Stated problem – Starting at the line below that contains "--target woman's clasped hands", print each line through the end of the records exactly as it appears.

Data lines –

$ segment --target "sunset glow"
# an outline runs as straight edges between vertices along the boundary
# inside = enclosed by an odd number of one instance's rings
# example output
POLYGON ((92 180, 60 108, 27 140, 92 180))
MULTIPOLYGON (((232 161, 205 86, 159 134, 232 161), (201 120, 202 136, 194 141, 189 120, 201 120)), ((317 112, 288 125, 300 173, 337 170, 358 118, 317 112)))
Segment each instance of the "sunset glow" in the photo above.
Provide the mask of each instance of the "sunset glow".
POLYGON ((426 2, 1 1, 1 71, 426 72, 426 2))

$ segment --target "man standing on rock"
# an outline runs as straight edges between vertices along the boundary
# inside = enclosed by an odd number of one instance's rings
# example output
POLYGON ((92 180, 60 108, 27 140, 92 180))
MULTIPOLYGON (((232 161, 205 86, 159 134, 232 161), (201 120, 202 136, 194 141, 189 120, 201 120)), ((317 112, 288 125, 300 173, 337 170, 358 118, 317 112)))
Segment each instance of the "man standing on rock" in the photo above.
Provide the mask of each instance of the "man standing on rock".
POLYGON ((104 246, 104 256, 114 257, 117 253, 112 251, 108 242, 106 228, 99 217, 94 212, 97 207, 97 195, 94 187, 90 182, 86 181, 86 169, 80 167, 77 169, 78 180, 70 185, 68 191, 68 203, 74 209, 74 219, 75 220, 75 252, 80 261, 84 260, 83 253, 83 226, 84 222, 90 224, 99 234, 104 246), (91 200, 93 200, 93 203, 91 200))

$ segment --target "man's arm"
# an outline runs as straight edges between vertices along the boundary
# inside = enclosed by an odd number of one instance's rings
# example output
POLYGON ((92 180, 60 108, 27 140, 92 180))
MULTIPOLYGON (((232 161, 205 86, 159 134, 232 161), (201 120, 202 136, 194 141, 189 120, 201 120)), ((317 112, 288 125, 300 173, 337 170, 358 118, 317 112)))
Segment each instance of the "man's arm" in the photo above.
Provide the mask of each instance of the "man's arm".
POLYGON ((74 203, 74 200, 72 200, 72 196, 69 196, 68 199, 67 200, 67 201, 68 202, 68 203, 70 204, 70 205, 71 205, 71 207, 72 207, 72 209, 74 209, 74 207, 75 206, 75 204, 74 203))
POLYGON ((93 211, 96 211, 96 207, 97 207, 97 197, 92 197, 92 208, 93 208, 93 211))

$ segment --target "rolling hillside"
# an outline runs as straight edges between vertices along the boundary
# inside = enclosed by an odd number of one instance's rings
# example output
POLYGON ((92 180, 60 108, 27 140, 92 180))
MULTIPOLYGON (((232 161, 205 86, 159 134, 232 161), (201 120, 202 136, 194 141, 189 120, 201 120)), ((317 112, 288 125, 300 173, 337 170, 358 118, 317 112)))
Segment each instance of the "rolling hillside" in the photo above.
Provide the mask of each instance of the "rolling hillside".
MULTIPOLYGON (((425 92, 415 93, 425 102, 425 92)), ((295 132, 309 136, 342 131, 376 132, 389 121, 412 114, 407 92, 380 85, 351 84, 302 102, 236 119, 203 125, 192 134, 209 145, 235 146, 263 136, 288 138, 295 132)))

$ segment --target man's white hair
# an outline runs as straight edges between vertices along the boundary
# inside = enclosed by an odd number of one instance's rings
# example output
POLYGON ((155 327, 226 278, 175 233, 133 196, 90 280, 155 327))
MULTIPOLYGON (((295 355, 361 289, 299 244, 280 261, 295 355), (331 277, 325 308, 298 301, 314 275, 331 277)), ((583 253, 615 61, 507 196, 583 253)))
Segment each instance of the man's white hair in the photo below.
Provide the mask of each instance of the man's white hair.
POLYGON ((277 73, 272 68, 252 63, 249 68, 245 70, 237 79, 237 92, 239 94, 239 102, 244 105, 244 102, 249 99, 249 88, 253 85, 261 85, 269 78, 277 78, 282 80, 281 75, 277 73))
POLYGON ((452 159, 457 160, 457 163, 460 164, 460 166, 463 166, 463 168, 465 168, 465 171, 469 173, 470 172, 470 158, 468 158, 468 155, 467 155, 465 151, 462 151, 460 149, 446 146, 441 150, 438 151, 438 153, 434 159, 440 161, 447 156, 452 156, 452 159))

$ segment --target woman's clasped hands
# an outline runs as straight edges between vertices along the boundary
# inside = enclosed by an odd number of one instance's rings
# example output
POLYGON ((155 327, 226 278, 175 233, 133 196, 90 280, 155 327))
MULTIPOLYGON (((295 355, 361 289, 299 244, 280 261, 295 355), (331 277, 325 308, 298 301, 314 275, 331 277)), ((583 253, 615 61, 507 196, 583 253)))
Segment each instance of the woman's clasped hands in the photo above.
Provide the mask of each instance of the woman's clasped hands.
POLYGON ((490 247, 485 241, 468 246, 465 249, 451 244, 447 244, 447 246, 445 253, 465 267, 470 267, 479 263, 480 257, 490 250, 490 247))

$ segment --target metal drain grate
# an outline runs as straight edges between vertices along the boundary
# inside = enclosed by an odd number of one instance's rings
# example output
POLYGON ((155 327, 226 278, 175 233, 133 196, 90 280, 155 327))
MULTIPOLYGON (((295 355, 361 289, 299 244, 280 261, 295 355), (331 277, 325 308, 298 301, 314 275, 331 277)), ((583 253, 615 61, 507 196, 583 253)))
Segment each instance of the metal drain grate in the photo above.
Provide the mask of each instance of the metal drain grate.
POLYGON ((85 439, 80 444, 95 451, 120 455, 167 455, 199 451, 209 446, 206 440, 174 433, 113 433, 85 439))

Solution to this problem –
$ segment --target woman's clasped hands
# an outline runs as straight edges between vertices along the boundary
# inside = enclosed by an odd number of one instance's rings
# example output
POLYGON ((155 327, 226 278, 175 233, 133 196, 90 280, 155 327))
MULTIPOLYGON (((295 355, 361 289, 299 244, 280 261, 295 355), (331 277, 325 308, 298 301, 314 275, 331 277)), ((583 253, 615 61, 507 196, 583 253)))
Segment each instance of the woman's clasped hands in the photo above.
Provide the mask of each instance of the woman's clasped hands.
POLYGON ((490 247, 485 241, 468 246, 465 249, 451 244, 447 244, 447 246, 445 253, 465 267, 470 267, 479 263, 480 257, 490 250, 490 247))

$ segment --target metal drain grate
# an outline runs as straight edges between vertices along the boundary
# inside = enclosed by an odd number of one instance's rings
# example output
POLYGON ((155 327, 226 278, 175 233, 133 196, 90 280, 155 327))
MULTIPOLYGON (((295 355, 361 289, 299 244, 280 261, 295 355), (331 277, 325 308, 298 301, 314 275, 331 277)), ((583 253, 615 61, 507 196, 583 253)))
Segment each instance of the metal drain grate in the photo above.
Provide the mask of each instance of the metal drain grate.
POLYGON ((85 439, 80 444, 95 451, 120 455, 167 455, 199 451, 209 446, 206 440, 174 433, 113 433, 85 439))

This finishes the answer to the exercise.